## Job:
Rewrite the records below with every "mask" changed to "outline" and nothing else altered, leaving out the picture.
------------------------
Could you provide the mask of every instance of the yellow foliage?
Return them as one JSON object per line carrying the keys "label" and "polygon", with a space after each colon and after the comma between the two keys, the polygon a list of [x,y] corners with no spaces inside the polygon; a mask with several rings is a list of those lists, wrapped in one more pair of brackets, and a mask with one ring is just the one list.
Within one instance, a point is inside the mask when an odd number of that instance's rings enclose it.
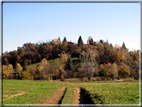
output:
{"label": "yellow foliage", "polygon": [[39,71],[42,71],[42,70],[43,70],[43,66],[38,66],[37,69],[38,69]]}
{"label": "yellow foliage", "polygon": [[16,65],[16,71],[17,72],[21,72],[22,71],[22,67],[21,67],[21,65],[19,63],[17,63],[17,65]]}
{"label": "yellow foliage", "polygon": [[67,51],[67,45],[68,45],[68,42],[62,42],[62,48],[63,50],[66,52]]}
{"label": "yellow foliage", "polygon": [[42,61],[41,61],[41,63],[42,63],[42,66],[44,66],[44,65],[47,64],[47,60],[45,58],[43,58]]}
{"label": "yellow foliage", "polygon": [[100,65],[100,69],[103,69],[103,68],[104,68],[104,65],[103,65],[103,64],[101,64],[101,65]]}
{"label": "yellow foliage", "polygon": [[69,55],[66,54],[65,52],[63,52],[63,53],[61,53],[61,54],[58,54],[58,56],[60,56],[60,58],[61,58],[63,64],[66,63],[66,61],[67,61],[67,59],[68,59],[68,57],[69,57]]}
{"label": "yellow foliage", "polygon": [[59,41],[59,39],[54,39],[54,40],[52,40],[52,43],[54,43],[54,45],[59,45],[60,44],[60,41]]}
{"label": "yellow foliage", "polygon": [[21,77],[22,77],[22,80],[30,80],[31,79],[31,75],[26,71],[22,72]]}
{"label": "yellow foliage", "polygon": [[3,79],[8,78],[9,72],[7,71],[7,66],[3,65],[2,73],[3,73]]}
{"label": "yellow foliage", "polygon": [[115,48],[120,48],[120,46],[118,45],[118,44],[115,44],[115,46],[114,46]]}
{"label": "yellow foliage", "polygon": [[7,79],[10,74],[13,73],[13,66],[9,64],[8,66],[3,65],[3,79]]}

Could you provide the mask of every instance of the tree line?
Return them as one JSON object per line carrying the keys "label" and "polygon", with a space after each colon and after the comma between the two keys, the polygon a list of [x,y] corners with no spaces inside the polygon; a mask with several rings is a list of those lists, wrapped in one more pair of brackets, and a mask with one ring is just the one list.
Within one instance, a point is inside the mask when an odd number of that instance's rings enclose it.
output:
{"label": "tree line", "polygon": [[[139,51],[128,51],[124,42],[122,46],[113,46],[108,41],[93,41],[92,37],[88,38],[87,44],[84,44],[81,36],[77,44],[67,41],[66,37],[62,42],[58,38],[40,44],[25,43],[17,50],[2,54],[3,78],[9,78],[14,71],[24,79],[138,77],[139,54]],[[73,64],[71,58],[79,59]],[[47,63],[49,60],[55,60],[55,66]],[[42,66],[26,68],[38,62]]]}

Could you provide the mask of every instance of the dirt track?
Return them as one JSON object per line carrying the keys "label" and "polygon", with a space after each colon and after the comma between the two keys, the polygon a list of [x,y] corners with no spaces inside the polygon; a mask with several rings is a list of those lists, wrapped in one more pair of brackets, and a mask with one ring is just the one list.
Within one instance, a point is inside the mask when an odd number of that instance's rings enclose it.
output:
{"label": "dirt track", "polygon": [[51,97],[49,97],[45,102],[43,102],[42,104],[59,104],[62,96],[65,93],[65,88],[67,86],[64,87],[60,87],[58,88],[53,95],[51,95]]}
------------------------
## Answer for this exercise:
Could you provide the outline of every instance of the yellow foliage?
Return them as one JSON object per line carrying the keys "label" and "polygon", with a space after each colon and after the comma between the two keys, the polygon a list of [x,y] corners with no spaces inside the polygon; a outline with several rings is a list of those lists, wrapped in one more pair of brackets, and a outline with one ring is just the one list.
Within one instance, a point is inside the outline when an odd number of that instance's rings enclose it.
output:
{"label": "yellow foliage", "polygon": [[39,71],[42,71],[42,70],[43,70],[43,66],[38,66],[37,69],[38,69]]}
{"label": "yellow foliage", "polygon": [[16,65],[16,71],[17,72],[21,72],[22,71],[22,67],[21,67],[21,65],[19,63],[17,63],[17,65]]}
{"label": "yellow foliage", "polygon": [[67,51],[67,45],[68,45],[68,42],[62,42],[62,48],[63,50],[66,52]]}
{"label": "yellow foliage", "polygon": [[42,61],[41,61],[41,63],[42,63],[42,66],[44,66],[44,65],[47,64],[47,60],[45,58],[43,58]]}
{"label": "yellow foliage", "polygon": [[100,65],[100,69],[103,69],[103,68],[104,68],[104,65],[103,65],[103,64],[101,64],[101,65]]}
{"label": "yellow foliage", "polygon": [[69,55],[66,54],[65,52],[63,52],[63,53],[61,53],[61,54],[58,54],[58,56],[60,56],[60,58],[61,58],[63,64],[66,63],[66,61],[67,61],[67,59],[68,59],[68,57],[69,57]]}
{"label": "yellow foliage", "polygon": [[59,41],[59,39],[54,39],[54,40],[52,40],[52,43],[54,43],[54,45],[59,45],[60,44],[60,41]]}
{"label": "yellow foliage", "polygon": [[21,77],[22,77],[22,80],[30,80],[31,79],[31,75],[26,71],[22,72]]}
{"label": "yellow foliage", "polygon": [[3,79],[8,78],[9,72],[7,71],[7,66],[3,65],[2,73],[3,73]]}
{"label": "yellow foliage", "polygon": [[115,48],[120,48],[120,46],[118,45],[118,44],[115,44],[115,46],[114,46]]}
{"label": "yellow foliage", "polygon": [[7,79],[10,74],[13,73],[13,66],[9,64],[8,66],[3,65],[3,79]]}

Could you provide the outline of every instance of the tree line?
Return them as one JSON object per line carrying the keys "label" and "polygon", with a space after each colon and after the comma between the two keys, the polygon a list of [x,y] corners with no spaces inside the polygon; a outline with several rings is a list of those lists, wrapped in one more pair of brackets, and a outline with one ring is just the one list.
Within one instance, a point is inside the outline when an odd number of that instance's rings enclose it.
output:
{"label": "tree line", "polygon": [[[139,51],[128,51],[124,42],[122,46],[113,46],[108,41],[93,41],[92,37],[88,38],[87,44],[84,44],[81,36],[77,44],[67,41],[66,37],[62,42],[58,38],[40,44],[25,43],[17,50],[2,54],[3,78],[9,78],[14,71],[24,79],[138,77],[139,54]],[[73,64],[71,58],[79,59]],[[47,63],[49,60],[55,60],[55,66]],[[42,66],[26,68],[38,62]]]}

Could you provide the outline of every instance of the dirt track?
Return them as one JSON object per line carrying the keys "label" and "polygon", with a space after each colon and after the comma between the two keys, the polygon a list of [x,y] corners with no spaces inside the polygon; a outline with several rings is a list of those lists, wrapped in one more pair of brackets, and a outline with one ring is just the one list.
Within one instance, a point is inside the outline when an odd number of that instance's rings enclose it.
output:
{"label": "dirt track", "polygon": [[51,97],[49,97],[45,102],[43,102],[42,104],[59,104],[62,96],[65,93],[65,88],[67,86],[64,87],[60,87],[58,88],[53,95],[51,95]]}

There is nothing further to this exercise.